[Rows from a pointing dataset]
• • • • • • •

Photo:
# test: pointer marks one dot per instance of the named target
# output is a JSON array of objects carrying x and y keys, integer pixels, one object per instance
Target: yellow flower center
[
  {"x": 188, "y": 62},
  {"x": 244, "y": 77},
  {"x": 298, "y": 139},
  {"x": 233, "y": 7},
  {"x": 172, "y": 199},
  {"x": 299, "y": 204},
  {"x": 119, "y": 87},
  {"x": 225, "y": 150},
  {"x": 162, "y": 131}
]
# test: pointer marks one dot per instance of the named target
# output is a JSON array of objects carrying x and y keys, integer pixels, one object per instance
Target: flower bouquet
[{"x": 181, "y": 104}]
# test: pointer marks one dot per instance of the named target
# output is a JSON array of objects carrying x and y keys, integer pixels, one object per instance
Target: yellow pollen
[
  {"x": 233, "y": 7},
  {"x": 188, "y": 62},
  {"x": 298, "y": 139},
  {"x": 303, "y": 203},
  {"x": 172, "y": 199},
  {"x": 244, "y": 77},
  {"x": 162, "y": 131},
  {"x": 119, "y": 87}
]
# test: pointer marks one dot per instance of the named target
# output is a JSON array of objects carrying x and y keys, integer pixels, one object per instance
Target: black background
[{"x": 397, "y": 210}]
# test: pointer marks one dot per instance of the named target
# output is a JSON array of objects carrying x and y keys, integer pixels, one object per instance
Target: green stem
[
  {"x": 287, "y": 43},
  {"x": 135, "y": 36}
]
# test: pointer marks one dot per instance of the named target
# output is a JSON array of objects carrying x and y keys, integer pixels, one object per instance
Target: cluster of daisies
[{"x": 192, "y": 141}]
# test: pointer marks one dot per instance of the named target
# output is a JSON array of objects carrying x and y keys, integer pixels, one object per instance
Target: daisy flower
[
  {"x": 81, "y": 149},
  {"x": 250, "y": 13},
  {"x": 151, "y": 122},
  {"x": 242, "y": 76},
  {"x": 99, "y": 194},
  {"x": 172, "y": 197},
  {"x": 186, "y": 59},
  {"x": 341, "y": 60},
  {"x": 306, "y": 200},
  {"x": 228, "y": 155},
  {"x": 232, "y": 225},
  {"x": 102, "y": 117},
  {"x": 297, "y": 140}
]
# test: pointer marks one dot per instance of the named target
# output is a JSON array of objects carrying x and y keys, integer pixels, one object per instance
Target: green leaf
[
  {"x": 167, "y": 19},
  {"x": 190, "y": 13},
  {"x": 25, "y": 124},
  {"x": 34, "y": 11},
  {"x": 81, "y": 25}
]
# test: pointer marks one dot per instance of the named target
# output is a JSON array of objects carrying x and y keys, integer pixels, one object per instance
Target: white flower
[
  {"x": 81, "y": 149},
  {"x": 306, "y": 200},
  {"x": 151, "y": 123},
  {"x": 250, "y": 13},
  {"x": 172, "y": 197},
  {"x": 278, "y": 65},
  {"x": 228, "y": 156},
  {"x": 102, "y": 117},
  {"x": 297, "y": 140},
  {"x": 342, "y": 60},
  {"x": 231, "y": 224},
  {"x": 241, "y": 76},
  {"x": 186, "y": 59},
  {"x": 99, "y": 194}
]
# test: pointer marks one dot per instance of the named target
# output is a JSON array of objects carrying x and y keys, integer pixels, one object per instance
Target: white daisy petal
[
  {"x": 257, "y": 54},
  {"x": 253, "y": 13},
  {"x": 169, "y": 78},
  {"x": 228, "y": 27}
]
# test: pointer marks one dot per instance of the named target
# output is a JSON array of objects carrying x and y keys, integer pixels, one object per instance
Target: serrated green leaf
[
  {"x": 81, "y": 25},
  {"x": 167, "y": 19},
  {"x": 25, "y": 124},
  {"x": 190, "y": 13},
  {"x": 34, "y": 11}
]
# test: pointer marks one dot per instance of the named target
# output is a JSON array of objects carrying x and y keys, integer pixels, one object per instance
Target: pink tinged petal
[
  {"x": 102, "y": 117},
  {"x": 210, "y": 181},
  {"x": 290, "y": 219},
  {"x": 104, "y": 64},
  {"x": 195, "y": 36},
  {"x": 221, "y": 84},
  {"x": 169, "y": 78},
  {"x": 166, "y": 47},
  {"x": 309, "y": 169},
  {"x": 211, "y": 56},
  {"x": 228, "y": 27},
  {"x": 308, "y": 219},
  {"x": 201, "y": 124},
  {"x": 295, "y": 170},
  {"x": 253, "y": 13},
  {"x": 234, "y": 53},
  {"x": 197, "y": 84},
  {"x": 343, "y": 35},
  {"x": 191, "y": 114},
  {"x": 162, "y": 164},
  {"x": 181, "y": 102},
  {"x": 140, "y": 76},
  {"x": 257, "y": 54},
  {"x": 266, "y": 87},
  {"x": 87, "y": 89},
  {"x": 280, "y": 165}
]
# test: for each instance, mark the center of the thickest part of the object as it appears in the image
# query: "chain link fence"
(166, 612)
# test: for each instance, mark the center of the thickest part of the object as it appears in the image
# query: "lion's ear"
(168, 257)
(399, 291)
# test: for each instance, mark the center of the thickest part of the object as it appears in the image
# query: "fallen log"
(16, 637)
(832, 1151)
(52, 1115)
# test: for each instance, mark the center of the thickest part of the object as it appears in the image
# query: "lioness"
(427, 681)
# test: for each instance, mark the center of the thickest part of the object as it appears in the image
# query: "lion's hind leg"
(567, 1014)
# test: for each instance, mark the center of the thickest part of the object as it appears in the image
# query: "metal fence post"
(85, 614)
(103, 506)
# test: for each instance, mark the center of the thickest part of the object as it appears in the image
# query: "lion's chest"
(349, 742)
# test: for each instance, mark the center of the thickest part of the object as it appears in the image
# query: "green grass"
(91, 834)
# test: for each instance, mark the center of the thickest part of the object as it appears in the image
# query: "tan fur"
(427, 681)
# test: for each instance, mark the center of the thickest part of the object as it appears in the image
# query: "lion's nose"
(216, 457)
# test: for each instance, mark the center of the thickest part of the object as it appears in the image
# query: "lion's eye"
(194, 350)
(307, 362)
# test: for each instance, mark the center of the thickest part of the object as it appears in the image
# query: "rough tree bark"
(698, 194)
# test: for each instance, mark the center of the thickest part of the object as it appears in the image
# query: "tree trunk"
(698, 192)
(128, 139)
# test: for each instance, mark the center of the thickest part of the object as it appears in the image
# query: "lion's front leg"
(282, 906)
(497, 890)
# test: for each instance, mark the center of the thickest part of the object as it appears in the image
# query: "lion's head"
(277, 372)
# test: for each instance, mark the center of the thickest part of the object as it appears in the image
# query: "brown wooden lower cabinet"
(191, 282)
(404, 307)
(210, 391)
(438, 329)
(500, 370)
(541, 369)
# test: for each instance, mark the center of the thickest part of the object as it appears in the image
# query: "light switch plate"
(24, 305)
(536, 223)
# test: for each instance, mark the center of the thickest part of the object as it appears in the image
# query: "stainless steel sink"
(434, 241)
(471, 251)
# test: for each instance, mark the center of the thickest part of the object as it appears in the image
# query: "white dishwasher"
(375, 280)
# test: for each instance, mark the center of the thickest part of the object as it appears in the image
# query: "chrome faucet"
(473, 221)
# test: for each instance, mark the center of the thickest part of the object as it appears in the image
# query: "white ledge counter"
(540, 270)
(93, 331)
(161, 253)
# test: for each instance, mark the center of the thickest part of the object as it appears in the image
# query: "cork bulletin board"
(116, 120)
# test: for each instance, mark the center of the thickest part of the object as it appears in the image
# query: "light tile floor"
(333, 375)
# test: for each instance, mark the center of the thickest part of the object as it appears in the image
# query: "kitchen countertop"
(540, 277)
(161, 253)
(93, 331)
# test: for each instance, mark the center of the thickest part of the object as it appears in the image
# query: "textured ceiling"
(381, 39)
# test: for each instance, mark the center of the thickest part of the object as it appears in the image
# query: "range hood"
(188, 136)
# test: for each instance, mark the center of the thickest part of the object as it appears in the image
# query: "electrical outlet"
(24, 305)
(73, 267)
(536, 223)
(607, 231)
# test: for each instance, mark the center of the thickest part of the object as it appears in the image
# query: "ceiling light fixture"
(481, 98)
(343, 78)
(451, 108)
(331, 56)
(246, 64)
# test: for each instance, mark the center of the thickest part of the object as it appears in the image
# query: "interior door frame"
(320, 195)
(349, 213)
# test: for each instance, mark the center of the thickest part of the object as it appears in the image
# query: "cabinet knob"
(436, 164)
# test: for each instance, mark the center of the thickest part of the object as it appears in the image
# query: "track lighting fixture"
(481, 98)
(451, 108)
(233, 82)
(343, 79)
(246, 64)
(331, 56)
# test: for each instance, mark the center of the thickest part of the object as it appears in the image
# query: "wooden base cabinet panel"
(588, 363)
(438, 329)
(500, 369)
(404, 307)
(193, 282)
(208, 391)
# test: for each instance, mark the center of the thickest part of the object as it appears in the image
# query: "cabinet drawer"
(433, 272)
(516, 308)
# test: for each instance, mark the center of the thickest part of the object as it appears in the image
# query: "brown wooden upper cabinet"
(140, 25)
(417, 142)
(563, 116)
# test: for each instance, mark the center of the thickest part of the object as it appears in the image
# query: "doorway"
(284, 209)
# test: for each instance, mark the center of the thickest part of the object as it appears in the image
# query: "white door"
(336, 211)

• • • • • • •

Show each line of the rows above that contains the word "yellow".

Target: yellow flower center
Target: yellow pollen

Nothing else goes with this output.